▸ PROBLEM STATEMENT
Write out all the data again, exactly as it stands.

▸ RECORDED INFORMATION
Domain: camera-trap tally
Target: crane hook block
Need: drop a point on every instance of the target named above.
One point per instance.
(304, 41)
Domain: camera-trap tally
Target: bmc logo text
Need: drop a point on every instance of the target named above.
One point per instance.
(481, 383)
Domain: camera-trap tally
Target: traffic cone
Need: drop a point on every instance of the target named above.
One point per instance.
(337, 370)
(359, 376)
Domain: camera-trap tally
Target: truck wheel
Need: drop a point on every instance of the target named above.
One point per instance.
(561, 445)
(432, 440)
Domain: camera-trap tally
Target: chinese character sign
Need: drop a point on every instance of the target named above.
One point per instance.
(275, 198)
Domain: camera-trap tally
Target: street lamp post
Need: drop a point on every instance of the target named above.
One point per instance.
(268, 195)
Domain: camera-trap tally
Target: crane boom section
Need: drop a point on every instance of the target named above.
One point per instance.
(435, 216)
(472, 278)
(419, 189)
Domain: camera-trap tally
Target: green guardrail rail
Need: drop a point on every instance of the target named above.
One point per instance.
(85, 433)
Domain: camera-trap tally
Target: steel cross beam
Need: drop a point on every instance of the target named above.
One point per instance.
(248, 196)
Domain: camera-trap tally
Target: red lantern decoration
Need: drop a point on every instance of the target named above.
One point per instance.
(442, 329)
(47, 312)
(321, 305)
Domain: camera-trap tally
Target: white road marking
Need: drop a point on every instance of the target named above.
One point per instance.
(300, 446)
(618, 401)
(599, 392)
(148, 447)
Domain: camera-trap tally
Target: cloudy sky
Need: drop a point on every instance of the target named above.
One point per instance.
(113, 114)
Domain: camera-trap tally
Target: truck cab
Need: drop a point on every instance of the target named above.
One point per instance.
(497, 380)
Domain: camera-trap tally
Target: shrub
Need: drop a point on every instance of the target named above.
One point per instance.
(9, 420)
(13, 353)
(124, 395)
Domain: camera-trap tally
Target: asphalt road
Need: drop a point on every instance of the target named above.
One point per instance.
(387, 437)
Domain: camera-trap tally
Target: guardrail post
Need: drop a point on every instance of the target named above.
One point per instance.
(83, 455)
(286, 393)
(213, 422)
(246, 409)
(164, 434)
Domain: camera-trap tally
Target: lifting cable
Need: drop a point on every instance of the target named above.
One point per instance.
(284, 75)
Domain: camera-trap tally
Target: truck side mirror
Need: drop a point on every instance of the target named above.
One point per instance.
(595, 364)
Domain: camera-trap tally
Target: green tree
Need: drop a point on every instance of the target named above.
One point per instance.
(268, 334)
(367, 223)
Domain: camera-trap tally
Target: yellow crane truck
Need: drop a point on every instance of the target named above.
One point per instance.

▸ FINAL RESULT
Domain: camera-trap tally
Target: crane hook block
Need: drop a point on every instance of the target named above.
One point per instance.
(304, 41)
Domain: camera-trap tally
Target: bmc logo text
Need: drop a point on every instance of the target named above.
One point per instance.
(481, 383)
Domain: camera-trap tally
Target: traffic cone
Need: drop a point on every instance of the target named above.
One point per instance.
(337, 370)
(359, 376)
Domain: camera-trap tally
Target: truck wheel
Need: drop a point on every instance of the target named above.
One point per instance.
(561, 445)
(432, 440)
Domain: camera-trap tally
Target: chinese character sign
Need: drop a point on every instance of the target named above.
One point per instance.
(275, 198)
Domain: camera-trap tally
Target: street lamp post
Need: drop a point on every instance of the target named above.
One point per instance.
(268, 195)
Domain: camera-trap tally
Target: crane boom section
Need: drop a point on every instance of the target named above.
One point per instance.
(435, 216)
(472, 278)
(419, 189)
Domain: camera-trap tally
Target: green guardrail rail
Need: drop a point on every instance of the target named above.
One point per instance.
(85, 433)
Domain: camera-trap tally
Target: steel cross beam
Need: drop a point on every instance of the target named above.
One point per instance.
(248, 196)
Domain: camera-trap tally
Target: red lantern decoration
Need: drop a point on every instance of the target named above.
One point per instance.
(442, 329)
(47, 312)
(321, 305)
Domain: camera-trap tally
Target: white road marking
Need: drop a point on every instance of the target named above.
One point per instance.
(300, 446)
(618, 401)
(599, 392)
(148, 447)
Domain: camera-trap tally
Target: cloudy sky
Need: drop a point on every instance of the target named above.
One point per instance.
(113, 114)
Domain: camera-trap tally
Target: truck cab
Need: drop a point on every instance of the target named above.
One point per instance.
(497, 380)
Domain: camera-trap tally
Target: shrub
Need: drop a point on every instance of the target named above.
One point per instance.
(9, 420)
(13, 353)
(124, 395)
Domain: camera-trap tally
Target: asphalt road
Need: drop a point on every instance of the target named above.
One point per instance.
(387, 437)
Domain: camera-trap tally
Target: guardrail post
Need: drop a point on every instance of the target named above.
One point per instance.
(83, 455)
(286, 393)
(213, 422)
(246, 409)
(164, 434)
Domain: camera-trap tally
Target: lifting cable
Need: drop a point on every instance of the target named above.
One point per instance.
(284, 75)
Domain: camera-trap tally
Target: truck side mirror
Need: drop a point on every instance of the target named above.
One point per instance.
(595, 364)
Domain: camera-trap tally
Target: green tree
Need: drop a point on every instance of the target named above.
One point per instance.
(268, 334)
(367, 223)
Domain: camera-trap tally
Target: yellow crane truck
Need: drop a point on every instance of the target named above.
One point per instance.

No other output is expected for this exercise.